### Provided material:
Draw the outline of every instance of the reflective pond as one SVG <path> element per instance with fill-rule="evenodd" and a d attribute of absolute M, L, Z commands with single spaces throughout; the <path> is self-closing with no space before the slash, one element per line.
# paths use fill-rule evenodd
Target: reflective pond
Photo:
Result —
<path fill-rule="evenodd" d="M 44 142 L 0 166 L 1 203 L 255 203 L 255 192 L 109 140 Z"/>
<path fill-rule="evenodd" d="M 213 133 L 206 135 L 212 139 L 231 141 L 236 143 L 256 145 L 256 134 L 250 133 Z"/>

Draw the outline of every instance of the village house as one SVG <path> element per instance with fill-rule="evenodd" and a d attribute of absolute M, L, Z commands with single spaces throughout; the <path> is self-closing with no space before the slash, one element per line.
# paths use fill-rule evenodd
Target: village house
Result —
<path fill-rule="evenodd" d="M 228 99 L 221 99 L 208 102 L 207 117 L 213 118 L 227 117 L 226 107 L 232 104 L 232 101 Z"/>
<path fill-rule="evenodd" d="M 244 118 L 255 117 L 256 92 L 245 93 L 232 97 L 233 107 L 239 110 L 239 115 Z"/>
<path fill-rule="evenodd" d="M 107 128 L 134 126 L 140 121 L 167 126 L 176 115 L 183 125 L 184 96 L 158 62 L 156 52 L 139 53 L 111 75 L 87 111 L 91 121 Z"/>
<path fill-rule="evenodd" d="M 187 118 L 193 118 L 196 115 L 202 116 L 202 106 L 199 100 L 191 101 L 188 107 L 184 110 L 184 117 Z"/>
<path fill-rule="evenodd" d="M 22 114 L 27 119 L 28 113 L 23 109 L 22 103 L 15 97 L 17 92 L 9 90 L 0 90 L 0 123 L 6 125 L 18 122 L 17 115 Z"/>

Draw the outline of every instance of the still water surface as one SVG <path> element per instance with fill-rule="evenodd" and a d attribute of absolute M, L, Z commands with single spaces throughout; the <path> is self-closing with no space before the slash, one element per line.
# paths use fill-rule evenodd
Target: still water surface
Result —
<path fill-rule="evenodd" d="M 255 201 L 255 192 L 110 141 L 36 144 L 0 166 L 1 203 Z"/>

### What to work on:
Copy all of the records above line by line, with every character unchanged.

### Reply:
Draw the outline of every instance of the reflective pond as one SVG <path> element per instance with fill-rule="evenodd" and a d attribute of absolute M, L, Z commands with single spaces throughout; the <path> is self-closing with no space before the slash, one element per line.
# paths use fill-rule evenodd
Target: reflective pond
Photo:
Result —
<path fill-rule="evenodd" d="M 44 142 L 0 166 L 1 203 L 255 203 L 255 192 L 109 140 Z"/>
<path fill-rule="evenodd" d="M 213 133 L 206 135 L 212 139 L 231 141 L 236 143 L 256 145 L 256 134 L 250 133 Z"/>

Draw the outline of every instance of the village house as one SVG <path> element per instance with fill-rule="evenodd" and a d attribute of absolute M, L, Z commands with single spaces throughout; the <path> is self-closing with no space before the slash, one element per line.
# paths use fill-rule evenodd
Target: village house
Result —
<path fill-rule="evenodd" d="M 228 99 L 221 99 L 208 102 L 207 117 L 213 118 L 227 117 L 226 107 L 232 104 L 232 101 Z"/>
<path fill-rule="evenodd" d="M 244 118 L 255 117 L 256 92 L 245 93 L 232 97 L 233 107 L 239 110 L 239 115 Z"/>
<path fill-rule="evenodd" d="M 107 128 L 134 126 L 140 121 L 167 126 L 176 115 L 183 125 L 184 96 L 158 62 L 156 52 L 139 53 L 111 75 L 87 111 L 91 121 Z"/>
<path fill-rule="evenodd" d="M 187 118 L 193 118 L 196 115 L 202 116 L 202 106 L 199 100 L 191 101 L 188 107 L 184 110 L 184 117 Z"/>
<path fill-rule="evenodd" d="M 22 114 L 27 119 L 28 113 L 23 109 L 22 103 L 15 97 L 17 92 L 9 90 L 0 90 L 0 123 L 6 125 L 18 122 L 17 115 Z"/>

Draw the outline of every instance of the still water surface as one SVG <path> element per instance with fill-rule="evenodd" and a d attribute of absolute M, L, Z commands with single spaces throughout; the <path> is self-closing with no space before the slash, one element per line.
# paths use fill-rule evenodd
Target: still water surface
Result —
<path fill-rule="evenodd" d="M 255 201 L 255 192 L 110 141 L 36 144 L 0 166 L 1 203 Z"/>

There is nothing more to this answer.